Select every line of the entries below that contains the string "star" and copy each one; the match is case-sensitive.

Records for this task:
--- begin ---

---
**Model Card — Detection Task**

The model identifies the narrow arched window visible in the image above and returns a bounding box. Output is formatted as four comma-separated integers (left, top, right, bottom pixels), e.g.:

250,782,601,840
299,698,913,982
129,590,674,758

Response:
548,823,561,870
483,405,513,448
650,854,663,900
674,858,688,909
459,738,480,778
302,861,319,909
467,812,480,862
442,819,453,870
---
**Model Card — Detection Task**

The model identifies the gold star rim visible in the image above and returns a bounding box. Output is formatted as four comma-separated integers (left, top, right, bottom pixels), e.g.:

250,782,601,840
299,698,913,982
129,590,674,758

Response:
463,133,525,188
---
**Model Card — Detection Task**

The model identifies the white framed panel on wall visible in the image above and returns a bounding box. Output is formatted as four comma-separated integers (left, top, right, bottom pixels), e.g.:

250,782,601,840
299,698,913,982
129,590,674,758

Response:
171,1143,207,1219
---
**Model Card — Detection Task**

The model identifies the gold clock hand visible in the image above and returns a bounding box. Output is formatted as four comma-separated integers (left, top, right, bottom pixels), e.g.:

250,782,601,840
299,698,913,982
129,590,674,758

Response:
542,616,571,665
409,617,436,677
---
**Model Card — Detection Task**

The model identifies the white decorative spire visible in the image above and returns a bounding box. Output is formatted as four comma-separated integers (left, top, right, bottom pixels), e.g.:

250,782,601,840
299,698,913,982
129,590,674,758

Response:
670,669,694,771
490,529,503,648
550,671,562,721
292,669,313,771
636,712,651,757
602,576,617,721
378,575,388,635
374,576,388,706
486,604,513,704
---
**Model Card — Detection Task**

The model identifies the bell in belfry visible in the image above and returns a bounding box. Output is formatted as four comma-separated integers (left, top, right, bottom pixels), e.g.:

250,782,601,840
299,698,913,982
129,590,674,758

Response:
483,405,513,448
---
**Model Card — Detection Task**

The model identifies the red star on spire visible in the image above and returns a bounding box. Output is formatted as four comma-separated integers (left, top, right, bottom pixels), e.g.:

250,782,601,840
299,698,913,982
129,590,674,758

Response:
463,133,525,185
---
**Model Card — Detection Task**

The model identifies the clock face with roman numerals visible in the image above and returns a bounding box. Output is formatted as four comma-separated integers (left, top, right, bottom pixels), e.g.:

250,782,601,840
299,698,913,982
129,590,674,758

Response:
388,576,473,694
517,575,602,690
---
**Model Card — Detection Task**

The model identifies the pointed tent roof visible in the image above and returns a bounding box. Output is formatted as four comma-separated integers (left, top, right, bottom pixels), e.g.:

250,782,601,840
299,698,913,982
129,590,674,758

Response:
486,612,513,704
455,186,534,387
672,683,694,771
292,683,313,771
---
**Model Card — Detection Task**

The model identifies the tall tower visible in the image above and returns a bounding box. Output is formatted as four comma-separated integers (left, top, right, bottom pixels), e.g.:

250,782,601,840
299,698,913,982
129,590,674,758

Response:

--- end ---

Result for this task:
The model identifies the gold star rim visible in the image above and returns a bounding box. Output is formatted as four comma-separated integers (left, top, right, bottom pixels), e.g.:
The model identifies the red star on spire visible in the image above and returns a bounding box. Output is formatted as four comma-separated integers (left, top, right, bottom pixels), e.g.:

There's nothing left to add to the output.